### Records from a dataset
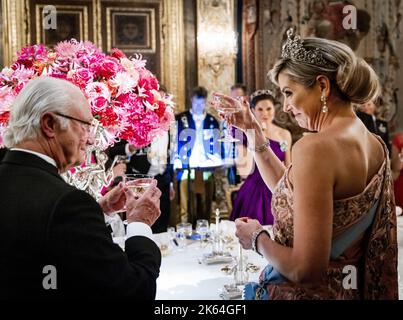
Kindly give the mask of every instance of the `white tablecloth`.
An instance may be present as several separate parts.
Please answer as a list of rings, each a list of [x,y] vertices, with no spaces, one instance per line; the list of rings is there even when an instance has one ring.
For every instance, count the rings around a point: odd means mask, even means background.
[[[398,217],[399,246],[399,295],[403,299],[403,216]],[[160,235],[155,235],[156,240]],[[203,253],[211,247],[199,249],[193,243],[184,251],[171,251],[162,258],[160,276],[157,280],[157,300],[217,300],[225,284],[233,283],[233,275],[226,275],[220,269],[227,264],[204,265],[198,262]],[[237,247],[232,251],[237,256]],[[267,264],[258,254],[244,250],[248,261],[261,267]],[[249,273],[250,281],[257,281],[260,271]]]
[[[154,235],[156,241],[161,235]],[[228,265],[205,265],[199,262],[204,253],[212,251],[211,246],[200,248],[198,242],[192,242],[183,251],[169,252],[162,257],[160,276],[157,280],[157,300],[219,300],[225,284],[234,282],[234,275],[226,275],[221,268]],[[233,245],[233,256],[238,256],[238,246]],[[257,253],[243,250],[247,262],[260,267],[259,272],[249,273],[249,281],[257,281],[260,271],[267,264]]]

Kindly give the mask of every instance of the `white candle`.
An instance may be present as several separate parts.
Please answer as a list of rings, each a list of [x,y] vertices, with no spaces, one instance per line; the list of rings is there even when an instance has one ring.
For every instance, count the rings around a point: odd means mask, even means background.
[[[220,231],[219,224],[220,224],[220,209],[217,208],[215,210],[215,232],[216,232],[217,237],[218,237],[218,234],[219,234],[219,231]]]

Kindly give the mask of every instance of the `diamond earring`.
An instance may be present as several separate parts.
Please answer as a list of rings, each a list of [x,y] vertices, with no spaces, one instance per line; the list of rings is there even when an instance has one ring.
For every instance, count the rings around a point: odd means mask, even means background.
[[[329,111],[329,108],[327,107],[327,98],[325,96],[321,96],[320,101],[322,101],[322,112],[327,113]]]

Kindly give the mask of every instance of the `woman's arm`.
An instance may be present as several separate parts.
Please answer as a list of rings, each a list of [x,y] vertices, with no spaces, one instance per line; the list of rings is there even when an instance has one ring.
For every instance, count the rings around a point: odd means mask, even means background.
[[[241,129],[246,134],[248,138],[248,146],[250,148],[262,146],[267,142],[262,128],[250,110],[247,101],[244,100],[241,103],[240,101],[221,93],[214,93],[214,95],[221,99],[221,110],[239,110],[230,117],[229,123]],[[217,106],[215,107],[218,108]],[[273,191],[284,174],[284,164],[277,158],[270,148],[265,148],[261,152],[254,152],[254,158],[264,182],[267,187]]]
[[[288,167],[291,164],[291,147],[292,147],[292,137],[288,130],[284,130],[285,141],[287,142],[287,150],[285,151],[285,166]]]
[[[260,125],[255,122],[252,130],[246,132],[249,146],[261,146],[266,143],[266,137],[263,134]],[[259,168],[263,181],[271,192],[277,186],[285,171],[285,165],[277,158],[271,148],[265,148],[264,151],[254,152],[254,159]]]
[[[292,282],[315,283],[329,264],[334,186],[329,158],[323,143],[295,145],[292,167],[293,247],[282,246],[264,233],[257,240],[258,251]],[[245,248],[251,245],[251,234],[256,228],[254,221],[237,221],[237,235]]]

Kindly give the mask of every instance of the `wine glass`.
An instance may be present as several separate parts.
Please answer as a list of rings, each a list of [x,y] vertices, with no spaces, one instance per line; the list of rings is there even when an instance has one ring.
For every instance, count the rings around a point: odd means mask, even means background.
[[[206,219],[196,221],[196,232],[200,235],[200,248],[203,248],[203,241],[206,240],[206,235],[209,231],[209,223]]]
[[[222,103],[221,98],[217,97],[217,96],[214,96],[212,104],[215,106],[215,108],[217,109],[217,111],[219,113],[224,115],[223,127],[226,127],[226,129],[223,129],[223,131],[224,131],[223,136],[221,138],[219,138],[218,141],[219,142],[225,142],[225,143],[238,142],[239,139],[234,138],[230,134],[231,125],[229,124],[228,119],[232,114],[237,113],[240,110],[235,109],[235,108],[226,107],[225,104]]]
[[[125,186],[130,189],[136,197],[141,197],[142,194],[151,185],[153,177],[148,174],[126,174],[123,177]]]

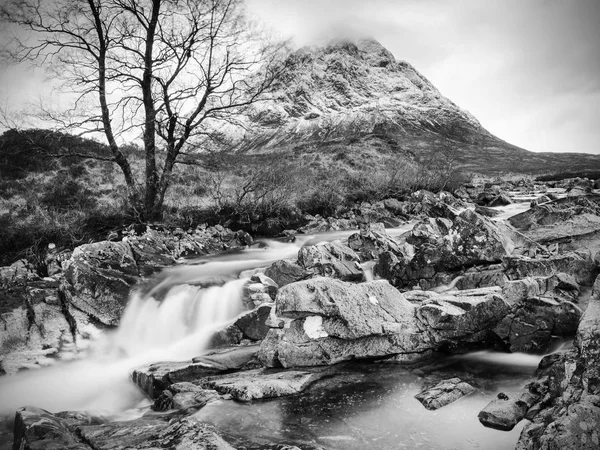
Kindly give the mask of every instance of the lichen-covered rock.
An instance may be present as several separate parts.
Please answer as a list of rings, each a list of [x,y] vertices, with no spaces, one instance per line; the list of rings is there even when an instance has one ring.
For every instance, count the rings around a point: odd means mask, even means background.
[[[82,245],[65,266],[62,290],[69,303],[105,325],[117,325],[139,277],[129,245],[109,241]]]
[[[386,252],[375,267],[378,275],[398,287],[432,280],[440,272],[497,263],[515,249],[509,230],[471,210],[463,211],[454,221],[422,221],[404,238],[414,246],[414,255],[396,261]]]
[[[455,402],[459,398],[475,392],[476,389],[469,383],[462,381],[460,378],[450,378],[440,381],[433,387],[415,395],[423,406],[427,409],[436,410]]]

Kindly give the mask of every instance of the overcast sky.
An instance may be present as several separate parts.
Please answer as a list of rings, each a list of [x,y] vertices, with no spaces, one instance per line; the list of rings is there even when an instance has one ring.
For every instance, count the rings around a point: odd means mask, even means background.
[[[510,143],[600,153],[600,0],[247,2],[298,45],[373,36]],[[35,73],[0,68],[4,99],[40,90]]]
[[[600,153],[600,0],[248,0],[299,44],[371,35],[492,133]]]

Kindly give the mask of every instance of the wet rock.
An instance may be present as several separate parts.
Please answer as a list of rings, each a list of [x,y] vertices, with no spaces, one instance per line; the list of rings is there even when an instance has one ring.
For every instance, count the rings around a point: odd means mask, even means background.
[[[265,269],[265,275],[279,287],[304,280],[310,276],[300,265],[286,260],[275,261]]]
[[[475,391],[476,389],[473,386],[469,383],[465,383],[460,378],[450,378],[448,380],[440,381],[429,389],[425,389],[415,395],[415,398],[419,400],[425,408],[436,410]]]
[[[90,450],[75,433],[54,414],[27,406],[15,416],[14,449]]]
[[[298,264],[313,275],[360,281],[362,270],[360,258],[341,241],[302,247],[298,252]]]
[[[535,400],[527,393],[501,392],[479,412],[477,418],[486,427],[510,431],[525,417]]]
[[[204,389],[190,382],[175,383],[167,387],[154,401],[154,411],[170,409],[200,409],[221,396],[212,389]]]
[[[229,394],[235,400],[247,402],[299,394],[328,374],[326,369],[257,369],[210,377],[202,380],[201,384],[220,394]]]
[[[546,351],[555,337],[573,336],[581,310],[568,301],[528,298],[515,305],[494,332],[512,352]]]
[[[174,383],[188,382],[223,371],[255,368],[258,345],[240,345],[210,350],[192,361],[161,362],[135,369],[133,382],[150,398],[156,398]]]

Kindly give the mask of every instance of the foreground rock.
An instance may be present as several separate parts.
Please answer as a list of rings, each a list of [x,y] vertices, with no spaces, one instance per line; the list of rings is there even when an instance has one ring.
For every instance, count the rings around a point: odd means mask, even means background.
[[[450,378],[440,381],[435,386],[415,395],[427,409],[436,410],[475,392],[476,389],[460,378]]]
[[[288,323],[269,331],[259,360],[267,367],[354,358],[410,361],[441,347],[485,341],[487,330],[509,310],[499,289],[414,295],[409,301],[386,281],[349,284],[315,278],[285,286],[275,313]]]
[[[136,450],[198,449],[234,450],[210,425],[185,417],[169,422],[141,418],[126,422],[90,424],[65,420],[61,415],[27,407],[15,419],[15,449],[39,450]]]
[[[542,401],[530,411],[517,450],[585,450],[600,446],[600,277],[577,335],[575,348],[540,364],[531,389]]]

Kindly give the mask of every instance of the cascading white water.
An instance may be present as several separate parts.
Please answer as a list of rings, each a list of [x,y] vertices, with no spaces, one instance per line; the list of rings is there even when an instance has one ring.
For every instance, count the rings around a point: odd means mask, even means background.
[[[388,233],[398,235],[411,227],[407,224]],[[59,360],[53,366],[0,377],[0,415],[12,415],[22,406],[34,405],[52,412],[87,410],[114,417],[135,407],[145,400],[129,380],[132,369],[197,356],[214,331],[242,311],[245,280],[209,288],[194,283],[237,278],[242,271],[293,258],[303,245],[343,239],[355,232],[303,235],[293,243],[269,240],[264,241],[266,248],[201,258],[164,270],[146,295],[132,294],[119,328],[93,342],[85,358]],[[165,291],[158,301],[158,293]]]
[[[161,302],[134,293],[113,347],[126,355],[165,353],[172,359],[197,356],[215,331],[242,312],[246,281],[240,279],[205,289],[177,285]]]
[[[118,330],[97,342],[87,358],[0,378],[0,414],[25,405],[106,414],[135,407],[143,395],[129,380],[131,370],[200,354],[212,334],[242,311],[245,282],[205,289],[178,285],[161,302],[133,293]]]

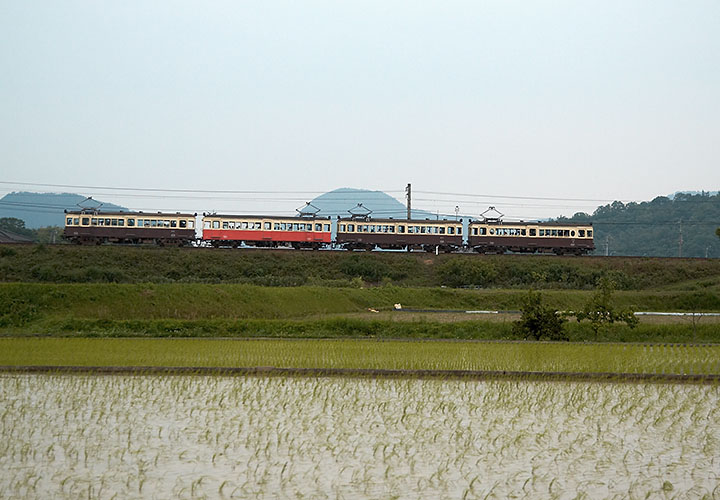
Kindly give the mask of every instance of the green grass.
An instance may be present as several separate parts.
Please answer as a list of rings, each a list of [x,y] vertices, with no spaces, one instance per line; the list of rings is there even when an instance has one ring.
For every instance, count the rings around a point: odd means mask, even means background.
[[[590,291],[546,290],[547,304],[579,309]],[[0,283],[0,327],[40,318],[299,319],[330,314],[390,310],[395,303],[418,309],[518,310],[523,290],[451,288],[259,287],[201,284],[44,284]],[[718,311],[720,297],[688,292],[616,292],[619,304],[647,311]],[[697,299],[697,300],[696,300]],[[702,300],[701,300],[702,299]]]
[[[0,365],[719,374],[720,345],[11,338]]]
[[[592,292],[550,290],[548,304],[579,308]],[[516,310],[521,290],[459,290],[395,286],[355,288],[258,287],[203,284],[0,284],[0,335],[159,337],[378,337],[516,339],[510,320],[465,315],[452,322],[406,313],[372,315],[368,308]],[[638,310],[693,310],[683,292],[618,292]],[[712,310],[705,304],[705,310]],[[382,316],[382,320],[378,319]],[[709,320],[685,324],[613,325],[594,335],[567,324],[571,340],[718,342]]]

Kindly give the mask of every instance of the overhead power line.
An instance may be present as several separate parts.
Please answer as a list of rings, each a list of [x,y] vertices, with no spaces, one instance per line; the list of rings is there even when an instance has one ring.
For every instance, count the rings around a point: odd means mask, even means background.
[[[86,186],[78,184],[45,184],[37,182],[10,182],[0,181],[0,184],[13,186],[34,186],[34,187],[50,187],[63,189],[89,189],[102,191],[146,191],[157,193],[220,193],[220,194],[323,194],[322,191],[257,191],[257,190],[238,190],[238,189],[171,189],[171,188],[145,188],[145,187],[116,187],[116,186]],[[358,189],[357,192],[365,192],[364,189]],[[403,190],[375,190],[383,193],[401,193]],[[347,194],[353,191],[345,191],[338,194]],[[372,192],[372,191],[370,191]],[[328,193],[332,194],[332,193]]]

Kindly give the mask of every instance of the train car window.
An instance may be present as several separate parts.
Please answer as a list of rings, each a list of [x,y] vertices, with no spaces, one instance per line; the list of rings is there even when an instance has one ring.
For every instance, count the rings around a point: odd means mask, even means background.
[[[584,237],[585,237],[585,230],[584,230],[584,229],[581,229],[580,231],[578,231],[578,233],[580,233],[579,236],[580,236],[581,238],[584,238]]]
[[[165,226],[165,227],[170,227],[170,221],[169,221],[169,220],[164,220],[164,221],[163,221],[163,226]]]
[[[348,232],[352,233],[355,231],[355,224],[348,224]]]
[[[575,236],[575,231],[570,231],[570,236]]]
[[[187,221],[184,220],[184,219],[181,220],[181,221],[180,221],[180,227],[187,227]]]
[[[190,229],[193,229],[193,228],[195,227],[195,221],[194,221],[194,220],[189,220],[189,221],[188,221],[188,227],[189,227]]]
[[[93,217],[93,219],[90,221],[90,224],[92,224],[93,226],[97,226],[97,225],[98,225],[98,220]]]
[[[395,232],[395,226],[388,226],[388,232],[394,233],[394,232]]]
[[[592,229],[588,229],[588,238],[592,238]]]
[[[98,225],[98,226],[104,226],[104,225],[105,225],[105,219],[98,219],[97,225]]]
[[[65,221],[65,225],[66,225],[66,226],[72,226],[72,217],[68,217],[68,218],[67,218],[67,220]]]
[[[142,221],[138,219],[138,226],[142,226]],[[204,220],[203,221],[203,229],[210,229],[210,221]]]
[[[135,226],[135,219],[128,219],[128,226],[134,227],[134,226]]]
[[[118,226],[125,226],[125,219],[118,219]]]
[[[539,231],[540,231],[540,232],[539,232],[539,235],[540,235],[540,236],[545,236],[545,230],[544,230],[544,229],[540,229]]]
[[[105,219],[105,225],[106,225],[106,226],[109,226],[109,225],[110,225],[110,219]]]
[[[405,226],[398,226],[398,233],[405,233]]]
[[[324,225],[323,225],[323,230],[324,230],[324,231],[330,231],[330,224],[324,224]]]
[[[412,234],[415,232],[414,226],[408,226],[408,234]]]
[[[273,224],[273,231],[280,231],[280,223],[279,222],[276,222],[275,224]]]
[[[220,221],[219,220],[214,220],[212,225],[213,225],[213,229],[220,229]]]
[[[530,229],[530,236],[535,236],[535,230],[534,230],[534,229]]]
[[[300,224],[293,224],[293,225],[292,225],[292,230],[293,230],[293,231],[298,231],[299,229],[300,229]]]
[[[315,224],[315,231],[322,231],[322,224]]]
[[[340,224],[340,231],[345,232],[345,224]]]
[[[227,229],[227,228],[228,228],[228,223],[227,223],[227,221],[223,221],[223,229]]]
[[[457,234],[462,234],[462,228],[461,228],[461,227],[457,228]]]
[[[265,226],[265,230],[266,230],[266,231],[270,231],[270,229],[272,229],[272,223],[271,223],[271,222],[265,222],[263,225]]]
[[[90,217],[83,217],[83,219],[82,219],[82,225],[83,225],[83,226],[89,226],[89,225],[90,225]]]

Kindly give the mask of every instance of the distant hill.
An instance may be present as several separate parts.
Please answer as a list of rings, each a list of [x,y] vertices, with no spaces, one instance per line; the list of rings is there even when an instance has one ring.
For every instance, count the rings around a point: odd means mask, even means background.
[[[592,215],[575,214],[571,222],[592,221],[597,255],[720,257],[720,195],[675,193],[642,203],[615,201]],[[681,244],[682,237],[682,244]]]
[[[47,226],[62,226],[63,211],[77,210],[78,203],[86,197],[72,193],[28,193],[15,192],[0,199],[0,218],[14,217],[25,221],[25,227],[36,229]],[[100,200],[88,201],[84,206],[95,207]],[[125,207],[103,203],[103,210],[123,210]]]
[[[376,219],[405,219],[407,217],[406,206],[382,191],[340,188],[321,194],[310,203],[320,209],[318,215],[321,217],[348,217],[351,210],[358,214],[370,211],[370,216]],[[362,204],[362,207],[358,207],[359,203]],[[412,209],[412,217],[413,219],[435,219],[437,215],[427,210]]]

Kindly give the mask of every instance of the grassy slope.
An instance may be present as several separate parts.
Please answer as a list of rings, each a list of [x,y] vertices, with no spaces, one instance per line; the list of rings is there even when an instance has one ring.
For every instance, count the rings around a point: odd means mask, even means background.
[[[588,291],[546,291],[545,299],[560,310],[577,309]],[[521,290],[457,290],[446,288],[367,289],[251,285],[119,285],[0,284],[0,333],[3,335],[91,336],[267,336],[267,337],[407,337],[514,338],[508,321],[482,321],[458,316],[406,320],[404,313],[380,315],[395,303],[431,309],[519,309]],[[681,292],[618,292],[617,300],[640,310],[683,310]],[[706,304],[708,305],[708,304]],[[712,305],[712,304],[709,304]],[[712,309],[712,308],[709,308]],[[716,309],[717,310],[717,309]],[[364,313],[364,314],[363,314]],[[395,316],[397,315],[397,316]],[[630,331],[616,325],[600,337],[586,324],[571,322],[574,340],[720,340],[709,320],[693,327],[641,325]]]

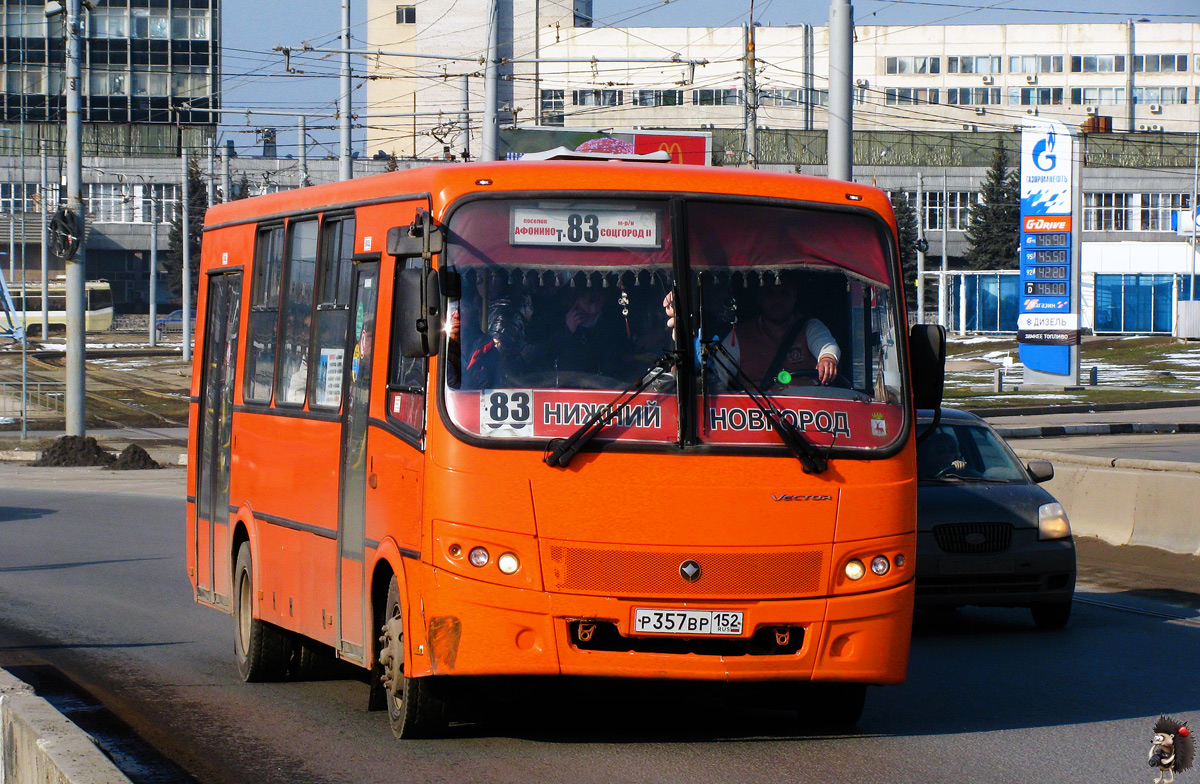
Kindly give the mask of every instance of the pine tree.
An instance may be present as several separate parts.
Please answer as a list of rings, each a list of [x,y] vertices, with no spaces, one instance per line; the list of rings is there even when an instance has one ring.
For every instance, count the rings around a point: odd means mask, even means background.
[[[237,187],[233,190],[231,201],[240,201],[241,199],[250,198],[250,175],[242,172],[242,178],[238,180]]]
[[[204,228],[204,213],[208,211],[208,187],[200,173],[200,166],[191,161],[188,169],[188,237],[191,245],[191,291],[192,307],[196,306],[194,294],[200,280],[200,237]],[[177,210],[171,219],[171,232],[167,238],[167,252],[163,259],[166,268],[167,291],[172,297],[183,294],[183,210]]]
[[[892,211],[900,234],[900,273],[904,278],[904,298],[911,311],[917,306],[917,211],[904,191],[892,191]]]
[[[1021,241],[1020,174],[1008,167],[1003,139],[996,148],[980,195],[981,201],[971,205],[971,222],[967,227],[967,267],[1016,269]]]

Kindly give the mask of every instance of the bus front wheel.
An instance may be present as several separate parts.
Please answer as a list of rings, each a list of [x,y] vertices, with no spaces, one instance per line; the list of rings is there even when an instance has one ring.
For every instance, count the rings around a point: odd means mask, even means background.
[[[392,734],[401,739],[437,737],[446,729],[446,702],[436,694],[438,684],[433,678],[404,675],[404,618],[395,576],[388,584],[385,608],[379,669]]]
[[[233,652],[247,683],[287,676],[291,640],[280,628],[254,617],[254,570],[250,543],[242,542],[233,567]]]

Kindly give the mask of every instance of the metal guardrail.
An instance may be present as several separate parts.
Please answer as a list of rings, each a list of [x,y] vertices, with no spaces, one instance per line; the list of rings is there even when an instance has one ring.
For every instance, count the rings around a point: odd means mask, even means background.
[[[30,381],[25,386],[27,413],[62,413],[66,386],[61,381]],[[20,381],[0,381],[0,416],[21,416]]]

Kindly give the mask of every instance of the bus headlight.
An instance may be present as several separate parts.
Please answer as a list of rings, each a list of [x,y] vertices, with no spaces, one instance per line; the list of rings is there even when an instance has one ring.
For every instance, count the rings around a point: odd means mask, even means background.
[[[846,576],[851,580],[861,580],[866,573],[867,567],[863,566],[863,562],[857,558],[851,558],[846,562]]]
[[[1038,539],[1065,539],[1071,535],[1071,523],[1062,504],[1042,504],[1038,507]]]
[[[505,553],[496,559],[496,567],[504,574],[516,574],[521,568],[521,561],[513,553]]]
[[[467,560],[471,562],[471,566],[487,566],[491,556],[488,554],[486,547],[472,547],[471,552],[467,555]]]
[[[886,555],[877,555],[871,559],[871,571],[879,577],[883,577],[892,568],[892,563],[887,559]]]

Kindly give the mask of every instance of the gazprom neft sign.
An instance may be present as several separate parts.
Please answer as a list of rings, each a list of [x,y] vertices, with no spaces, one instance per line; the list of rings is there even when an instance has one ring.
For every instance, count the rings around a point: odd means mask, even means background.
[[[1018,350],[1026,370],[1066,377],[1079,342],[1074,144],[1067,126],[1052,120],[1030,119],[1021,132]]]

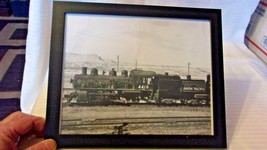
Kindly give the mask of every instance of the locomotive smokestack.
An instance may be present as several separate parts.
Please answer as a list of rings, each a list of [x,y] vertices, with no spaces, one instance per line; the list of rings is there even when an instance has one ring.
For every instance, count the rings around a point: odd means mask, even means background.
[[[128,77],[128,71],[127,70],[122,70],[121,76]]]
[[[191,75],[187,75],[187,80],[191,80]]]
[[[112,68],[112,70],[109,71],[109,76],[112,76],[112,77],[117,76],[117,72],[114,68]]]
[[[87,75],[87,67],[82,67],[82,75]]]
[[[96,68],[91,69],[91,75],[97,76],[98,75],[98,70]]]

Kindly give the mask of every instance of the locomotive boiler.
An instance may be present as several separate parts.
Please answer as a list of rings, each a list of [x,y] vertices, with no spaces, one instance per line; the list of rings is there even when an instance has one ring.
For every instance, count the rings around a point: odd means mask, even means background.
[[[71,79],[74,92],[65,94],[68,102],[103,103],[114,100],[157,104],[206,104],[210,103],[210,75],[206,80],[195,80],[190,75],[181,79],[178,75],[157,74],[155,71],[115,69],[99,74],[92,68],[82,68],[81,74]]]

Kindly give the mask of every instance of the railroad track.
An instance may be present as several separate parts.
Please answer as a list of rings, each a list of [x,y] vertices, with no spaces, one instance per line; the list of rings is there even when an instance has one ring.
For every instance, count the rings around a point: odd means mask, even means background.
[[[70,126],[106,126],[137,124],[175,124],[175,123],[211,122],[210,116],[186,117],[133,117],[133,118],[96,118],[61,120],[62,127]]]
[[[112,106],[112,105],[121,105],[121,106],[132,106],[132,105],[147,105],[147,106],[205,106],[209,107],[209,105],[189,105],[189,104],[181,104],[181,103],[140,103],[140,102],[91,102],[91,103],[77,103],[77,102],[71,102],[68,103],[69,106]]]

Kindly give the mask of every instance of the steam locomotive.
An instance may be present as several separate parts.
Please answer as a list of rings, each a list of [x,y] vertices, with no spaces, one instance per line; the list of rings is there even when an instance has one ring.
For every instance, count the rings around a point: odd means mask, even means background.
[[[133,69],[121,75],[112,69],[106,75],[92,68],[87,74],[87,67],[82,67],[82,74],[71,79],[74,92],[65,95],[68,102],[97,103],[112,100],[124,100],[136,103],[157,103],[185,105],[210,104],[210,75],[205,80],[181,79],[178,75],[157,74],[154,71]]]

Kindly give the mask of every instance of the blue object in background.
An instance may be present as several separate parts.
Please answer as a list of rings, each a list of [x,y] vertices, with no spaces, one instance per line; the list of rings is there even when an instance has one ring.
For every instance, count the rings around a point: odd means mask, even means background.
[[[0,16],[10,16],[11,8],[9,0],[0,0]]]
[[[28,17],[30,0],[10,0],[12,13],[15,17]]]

### Your assignment
Please show every line above that includes the word "rock".

### Written solution
Kindly give the mask of every instance of the lichen-covered rock.
Kindly give the mask of every instance of the wet rock.
Kindly give the mask of every instance of the foreground rock.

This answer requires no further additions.